作業内容:
**A)** 本文抜粋によると、ヨセフが揺さぶっているのは何の木ですか。
**B)** 本文抜粋のうち、「画家は、均整のある落ち着いた」を含む語句で始まり「和な作品の1つである[2]。」で終わる部分を、一字一句変えずに書き写してください。

本文抜粋:
+ + + + +
本作の構図は、プラド美術館、メトロポリタン美術館、アントワープ王立美術館の構図とはまったく違っている。ここでは、聖餐の象徴であるブドウの房を持っている幼子イエスに授乳している聖母マリアと、実を落とそうと栗の木を揺さぶっている聖ヨセフが表されている[3]。
聖家族は、3日の旅の後、休息しているところである。マリアは食べ物を欲していたが、ヤシの木は高すぎて、ヨセフは実を採ることができなかった。そこで、キリストは木に身を低くするように命じる。画家ダヴィトは、この奇跡の代わりにヨセフに杖を与え、ヤシの木をフランドルの栗の木に置き換えている。しかし、16世紀の鑑賞者は、「外典」の本来の記述を記憶していたであろう[2]。
画家は、均整のある落ち着いた雰囲気を創造している。聖母子は中央に位置しており、後退する斜線ならびに 交互に重ねられた光と陰の面が巧みに後景へと続いて、人物たちを周囲の環境に調和させているのである[2]。画面に行き渡る落ち着いた青色が作品を統合している[2][3]。本作は画家が創造した最も愛らしく、平和な作品の1つである[2]。
+ + + + +
[データセットの項目]

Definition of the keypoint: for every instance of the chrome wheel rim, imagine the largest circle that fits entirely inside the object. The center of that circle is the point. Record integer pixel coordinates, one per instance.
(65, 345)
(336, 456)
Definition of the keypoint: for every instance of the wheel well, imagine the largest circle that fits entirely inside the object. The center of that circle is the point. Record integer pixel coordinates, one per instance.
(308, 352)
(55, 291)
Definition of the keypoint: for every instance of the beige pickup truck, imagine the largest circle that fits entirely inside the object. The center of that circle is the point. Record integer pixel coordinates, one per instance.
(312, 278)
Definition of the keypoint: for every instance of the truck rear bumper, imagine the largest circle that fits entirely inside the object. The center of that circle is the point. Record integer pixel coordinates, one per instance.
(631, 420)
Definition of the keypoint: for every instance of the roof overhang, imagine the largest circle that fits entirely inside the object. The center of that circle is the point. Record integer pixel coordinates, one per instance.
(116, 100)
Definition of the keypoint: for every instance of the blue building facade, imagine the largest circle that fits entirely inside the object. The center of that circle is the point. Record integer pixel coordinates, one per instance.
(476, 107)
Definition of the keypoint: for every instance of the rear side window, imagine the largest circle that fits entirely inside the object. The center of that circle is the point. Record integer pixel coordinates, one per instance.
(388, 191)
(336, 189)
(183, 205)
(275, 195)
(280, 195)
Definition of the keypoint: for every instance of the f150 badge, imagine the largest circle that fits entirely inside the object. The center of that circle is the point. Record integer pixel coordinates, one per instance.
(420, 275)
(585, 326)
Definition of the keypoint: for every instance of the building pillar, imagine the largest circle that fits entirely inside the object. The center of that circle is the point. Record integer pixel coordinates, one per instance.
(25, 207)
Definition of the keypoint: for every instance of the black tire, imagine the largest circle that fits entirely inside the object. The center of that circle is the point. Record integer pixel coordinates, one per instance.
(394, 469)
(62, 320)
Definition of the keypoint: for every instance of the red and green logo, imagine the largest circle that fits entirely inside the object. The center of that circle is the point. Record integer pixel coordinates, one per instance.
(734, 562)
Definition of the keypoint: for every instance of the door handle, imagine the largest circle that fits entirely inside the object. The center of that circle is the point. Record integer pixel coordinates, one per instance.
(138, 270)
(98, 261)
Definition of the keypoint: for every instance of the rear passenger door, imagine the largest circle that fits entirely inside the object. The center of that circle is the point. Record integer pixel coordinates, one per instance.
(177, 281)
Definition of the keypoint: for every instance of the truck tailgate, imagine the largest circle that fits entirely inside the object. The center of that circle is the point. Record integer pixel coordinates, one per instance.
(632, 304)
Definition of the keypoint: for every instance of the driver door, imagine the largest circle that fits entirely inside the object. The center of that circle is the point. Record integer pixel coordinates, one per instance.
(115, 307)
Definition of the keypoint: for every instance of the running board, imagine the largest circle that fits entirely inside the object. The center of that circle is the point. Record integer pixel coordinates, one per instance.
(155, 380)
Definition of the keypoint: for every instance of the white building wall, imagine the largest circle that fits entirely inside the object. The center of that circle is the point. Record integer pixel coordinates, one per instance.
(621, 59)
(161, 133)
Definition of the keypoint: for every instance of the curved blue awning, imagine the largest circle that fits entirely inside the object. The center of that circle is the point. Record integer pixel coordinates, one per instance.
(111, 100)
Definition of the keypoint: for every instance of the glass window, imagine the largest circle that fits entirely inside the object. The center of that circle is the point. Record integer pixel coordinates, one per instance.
+ + + + +
解答:
**A)** 栗の木です。

**B)**
画家は、均整のある落ち着いた雰囲気を創造している。聖母子は中央に位置しており、後退する斜線ならびに 交互に重ねられた光と陰の面が巧みに後景へと続いて、人物たちを周囲の環境に調和させているのである[2]。画面に行き渡る落ち着いた青色が作品を統合している[2][3]。本作は画家が創造した最も愛らしく、平和な作品の1つである[2]。